━━━━━ Kaynak

Yeşil Ordu içerisindeki kimi unsurların kendisine karşı komplo kurduğuna ikna
olur olmaz, Hakkı Behiç’le bir araya geldi ve kendisinden bu teşkilâtı
dağıtmasını istemesini söyledi.[29]
Hakkı
Behiç’in itirazlarına rağmen, Ankara’daki merkezî komite üyeleri talimat
karşısında boyun eğdiler. Teşkilâtın faaliyetleri geçici süre askıya alındı. Fakat
kısa süre önce kurulan Eskişehir şubesi kontrolü ele aldı.[30]
Bu
şubenin başında, Sivrihisar’daki bir ortaokulun müdürlüğünü yapan Behram Lütfi
ve gazetecilik yapan Mustafa Nuri bulunuyordu.[31] İçkiye zafiyeti bulunan
Mustafa Nuri, bilhassa sarhoş olduğu anlarda Bolşevizme sempatisini dile
getiren bir isimdi.

━━━━━━━━━━
━━━━━ Sağlanan Veriler

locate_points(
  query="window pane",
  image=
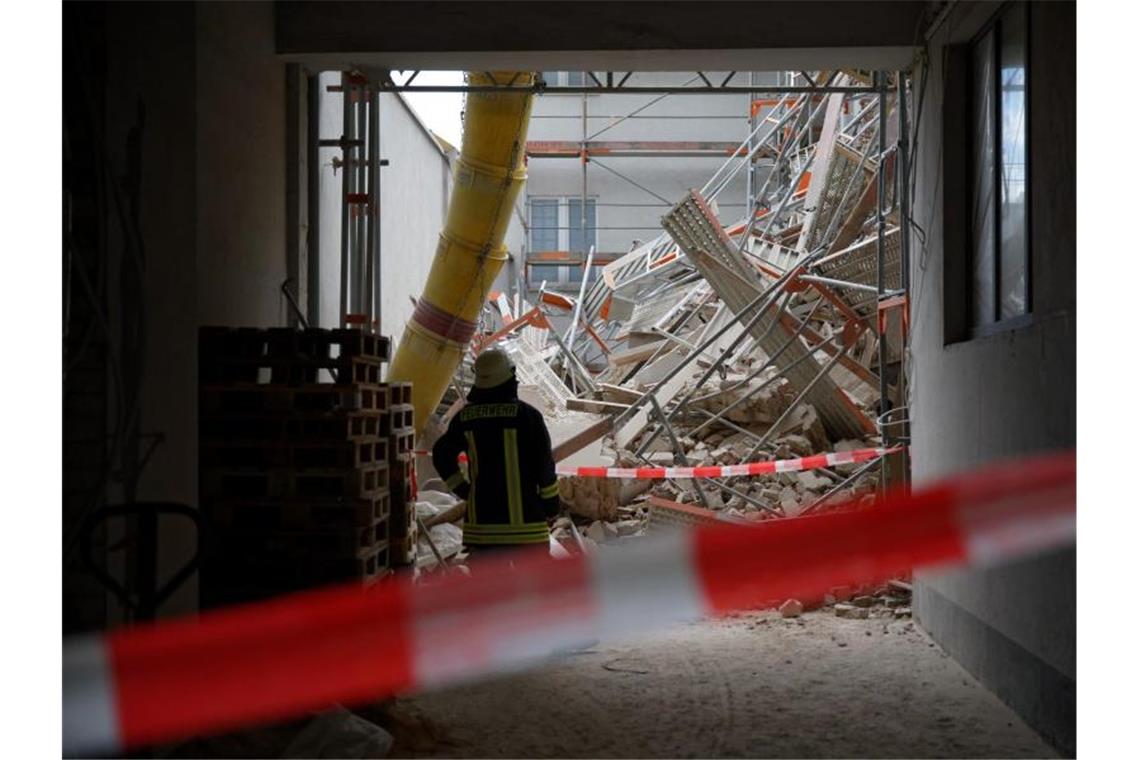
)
(982, 196)
(577, 244)
(544, 272)
(1011, 291)
(544, 225)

━━━━━━━━━━

**Yapılacak Alıştırmalar:**
A: Yeşil Ordu metnine göre şu soruları yanıtlayın:
(i) Teşkilâtın faaliyetleri geçici süre askıya alındıktan sonra kontrolü hangi şube ele aldı?
(ii) Behram Lütfi hangi görevi yapıyordu?
(iii) Mustafa Nuri hangi işle uğraşıyordu?
B: Yeşil Ordu metnini son cümlesinden sonra aynı üslupla birkaç cümle daha ilerletin.

**Son Cevaplar:**
A:
(i) Kısa süre önce kurulan Eskişehir şubesi.
(ii) Sivrihisar'daki bir ortaokulun müdürlüğünü yapıyordu.
(iii) Gazetecilik yapıyordu.

B:
İki
adam tarafından kurulan teşkilât, sırtını içerisinde İsmail Hakkı’nın komuta
ettiği “Bolşevik” taburunun da bulunduğu, Ethem’e bağlı askerlere, aynı zamanda
Eskişehir proletaryasının belirli kesimlerine dayıyordu. Kemalist askerî
sanayiinin önemli merkezlerinden biri olan bu şehir, 1920 baharından beri
Başkurt Cumhuriyeti’nin Anadolu’daki temsilcisi Şerif Manatov’un karargâhı
hâline gelmişti.[32]
İngiliz
Dışişleri Bakanlığı’na ait raporlara göre, burada sosyalizm dersleri veren
Manatov, bir yandan da şehrin önde gelen isimlerini içeren küçük bir ekip
meydana getirmişti.[33] Büyük olasılıkla, Bolşeviklere bağlı olarak propaganda
faaliyeti yürüten Manatov’un örgütlediği bu ekibin önemli bir kısmı, aynı
zamanda Eskişehir’deki Yeşil Ordu şubesine de bağlıydı.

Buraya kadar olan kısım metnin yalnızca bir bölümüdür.